PROBLEM REQUIREMENTS:
Return every line from the records below that has the word "window".

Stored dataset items

---+---

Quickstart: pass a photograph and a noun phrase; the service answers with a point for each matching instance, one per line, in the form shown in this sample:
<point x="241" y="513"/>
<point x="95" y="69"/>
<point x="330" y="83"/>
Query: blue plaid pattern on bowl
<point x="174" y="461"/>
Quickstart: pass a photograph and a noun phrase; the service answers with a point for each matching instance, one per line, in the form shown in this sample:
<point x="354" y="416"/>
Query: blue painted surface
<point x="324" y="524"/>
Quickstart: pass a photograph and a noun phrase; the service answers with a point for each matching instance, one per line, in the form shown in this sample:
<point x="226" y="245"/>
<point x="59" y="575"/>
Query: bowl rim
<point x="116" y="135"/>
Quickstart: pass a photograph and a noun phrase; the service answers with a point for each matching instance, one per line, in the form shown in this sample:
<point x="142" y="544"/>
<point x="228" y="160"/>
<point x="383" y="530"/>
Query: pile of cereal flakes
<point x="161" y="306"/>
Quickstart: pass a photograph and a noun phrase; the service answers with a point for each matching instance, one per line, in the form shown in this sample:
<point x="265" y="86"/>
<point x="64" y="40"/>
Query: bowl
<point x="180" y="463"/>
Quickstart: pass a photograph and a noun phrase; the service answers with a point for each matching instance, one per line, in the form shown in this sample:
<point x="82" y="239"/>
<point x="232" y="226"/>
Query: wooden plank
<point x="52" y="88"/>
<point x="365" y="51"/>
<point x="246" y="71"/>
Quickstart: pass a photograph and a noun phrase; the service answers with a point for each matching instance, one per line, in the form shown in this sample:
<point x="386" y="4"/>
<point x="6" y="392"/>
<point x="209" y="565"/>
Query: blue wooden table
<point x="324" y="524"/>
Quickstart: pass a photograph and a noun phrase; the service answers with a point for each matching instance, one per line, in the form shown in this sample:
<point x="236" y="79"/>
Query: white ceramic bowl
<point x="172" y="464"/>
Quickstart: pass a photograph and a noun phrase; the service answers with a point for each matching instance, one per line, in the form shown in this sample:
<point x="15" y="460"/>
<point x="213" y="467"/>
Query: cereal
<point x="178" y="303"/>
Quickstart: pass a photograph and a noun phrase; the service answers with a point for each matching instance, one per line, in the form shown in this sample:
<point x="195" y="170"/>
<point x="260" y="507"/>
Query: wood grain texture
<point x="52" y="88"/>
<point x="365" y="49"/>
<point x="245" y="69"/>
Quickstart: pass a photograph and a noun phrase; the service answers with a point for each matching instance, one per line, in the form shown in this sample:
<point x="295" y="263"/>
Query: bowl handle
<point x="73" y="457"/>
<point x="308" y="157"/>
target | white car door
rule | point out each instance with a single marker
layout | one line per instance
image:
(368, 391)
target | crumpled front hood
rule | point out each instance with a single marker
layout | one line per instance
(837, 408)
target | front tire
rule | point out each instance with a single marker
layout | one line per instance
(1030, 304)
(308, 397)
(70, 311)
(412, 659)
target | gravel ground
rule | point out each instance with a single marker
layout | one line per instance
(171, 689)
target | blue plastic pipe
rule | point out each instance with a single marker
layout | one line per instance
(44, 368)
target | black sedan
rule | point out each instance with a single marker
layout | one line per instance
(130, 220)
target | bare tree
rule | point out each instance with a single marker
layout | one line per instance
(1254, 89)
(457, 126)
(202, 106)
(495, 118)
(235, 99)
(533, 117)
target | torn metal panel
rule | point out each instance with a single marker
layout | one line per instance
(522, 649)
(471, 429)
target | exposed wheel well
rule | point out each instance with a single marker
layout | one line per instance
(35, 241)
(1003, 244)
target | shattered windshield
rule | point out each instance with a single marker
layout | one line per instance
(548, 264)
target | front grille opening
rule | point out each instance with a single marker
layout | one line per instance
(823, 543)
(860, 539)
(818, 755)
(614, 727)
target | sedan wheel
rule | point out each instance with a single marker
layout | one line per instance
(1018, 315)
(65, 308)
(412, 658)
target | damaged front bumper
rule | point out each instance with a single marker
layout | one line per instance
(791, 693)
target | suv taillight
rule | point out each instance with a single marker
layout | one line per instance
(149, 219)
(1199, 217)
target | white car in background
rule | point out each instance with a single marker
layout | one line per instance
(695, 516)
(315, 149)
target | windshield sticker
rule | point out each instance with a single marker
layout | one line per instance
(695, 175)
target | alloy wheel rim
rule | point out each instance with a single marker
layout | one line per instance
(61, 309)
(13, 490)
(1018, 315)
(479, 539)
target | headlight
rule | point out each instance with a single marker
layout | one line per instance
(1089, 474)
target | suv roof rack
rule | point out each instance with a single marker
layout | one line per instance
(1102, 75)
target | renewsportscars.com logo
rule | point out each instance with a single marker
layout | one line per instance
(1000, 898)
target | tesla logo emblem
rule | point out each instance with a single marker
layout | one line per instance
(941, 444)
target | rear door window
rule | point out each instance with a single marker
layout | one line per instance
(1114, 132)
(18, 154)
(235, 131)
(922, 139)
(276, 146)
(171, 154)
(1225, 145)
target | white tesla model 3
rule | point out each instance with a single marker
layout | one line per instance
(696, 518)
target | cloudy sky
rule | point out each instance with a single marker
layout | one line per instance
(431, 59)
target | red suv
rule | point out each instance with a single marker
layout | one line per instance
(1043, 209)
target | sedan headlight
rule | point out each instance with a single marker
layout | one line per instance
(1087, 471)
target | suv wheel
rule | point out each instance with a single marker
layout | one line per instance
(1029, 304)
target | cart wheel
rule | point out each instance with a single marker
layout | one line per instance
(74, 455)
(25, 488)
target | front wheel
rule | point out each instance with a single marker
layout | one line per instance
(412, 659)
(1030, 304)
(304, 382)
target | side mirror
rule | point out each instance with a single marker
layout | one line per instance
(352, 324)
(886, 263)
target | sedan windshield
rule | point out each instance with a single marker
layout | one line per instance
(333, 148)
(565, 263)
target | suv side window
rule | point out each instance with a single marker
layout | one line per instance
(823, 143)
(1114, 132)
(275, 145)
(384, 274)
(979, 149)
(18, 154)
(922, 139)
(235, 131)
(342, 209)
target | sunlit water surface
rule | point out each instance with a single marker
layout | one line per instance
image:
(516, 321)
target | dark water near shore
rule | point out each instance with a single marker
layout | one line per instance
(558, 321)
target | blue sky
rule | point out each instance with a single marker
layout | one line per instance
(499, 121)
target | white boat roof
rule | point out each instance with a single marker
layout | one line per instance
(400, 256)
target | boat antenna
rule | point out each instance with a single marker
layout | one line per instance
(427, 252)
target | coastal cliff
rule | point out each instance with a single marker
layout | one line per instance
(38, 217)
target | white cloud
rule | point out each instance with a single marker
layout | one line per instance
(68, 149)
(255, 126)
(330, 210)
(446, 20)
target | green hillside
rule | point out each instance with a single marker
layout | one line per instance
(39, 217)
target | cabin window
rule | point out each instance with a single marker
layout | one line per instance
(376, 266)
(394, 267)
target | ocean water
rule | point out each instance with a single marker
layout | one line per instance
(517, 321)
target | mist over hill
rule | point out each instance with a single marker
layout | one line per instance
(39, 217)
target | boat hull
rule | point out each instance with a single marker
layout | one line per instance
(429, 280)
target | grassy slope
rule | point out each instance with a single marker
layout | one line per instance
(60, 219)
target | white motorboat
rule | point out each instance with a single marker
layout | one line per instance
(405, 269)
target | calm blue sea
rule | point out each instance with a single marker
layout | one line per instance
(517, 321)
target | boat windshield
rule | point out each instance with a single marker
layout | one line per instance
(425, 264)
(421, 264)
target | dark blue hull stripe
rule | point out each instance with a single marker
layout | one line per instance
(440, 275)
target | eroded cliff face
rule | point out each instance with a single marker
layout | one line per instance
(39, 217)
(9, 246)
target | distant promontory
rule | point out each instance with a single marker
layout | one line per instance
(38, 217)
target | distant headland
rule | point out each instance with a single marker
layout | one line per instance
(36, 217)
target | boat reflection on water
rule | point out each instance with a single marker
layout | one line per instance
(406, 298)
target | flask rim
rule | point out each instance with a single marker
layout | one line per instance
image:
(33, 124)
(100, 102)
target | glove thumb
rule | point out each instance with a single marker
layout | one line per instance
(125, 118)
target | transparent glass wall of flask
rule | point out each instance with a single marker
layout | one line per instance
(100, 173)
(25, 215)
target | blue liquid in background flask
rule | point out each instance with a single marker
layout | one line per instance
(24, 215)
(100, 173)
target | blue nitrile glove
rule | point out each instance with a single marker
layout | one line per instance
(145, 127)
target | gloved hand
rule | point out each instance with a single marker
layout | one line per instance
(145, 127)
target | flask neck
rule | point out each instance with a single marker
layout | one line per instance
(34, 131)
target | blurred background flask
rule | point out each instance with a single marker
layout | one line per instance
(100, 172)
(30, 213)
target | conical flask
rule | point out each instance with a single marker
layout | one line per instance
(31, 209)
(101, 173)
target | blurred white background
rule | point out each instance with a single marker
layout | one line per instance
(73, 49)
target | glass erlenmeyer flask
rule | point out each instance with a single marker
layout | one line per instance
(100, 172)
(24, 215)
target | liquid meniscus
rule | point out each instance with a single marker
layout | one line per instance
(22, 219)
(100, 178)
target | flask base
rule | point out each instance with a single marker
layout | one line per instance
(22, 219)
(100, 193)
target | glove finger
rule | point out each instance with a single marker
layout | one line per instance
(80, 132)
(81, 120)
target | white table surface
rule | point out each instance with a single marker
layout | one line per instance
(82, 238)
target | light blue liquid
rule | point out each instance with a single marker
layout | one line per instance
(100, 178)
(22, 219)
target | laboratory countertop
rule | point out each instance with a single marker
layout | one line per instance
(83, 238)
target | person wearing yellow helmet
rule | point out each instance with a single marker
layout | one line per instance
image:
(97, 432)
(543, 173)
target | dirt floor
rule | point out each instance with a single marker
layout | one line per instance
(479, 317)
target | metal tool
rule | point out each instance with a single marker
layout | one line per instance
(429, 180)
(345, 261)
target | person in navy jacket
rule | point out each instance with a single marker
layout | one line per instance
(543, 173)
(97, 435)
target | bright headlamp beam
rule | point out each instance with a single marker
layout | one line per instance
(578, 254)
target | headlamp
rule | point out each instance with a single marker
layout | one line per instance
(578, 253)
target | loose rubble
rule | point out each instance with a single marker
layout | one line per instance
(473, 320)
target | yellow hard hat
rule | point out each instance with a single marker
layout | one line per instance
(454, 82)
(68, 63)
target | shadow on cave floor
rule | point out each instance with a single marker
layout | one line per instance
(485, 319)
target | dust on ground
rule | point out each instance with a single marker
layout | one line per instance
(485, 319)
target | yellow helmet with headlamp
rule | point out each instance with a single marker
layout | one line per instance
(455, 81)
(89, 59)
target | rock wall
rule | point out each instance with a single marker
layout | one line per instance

---+---

ANSWER SPACE:
target | rear door window
target | suv side window
target | cabin window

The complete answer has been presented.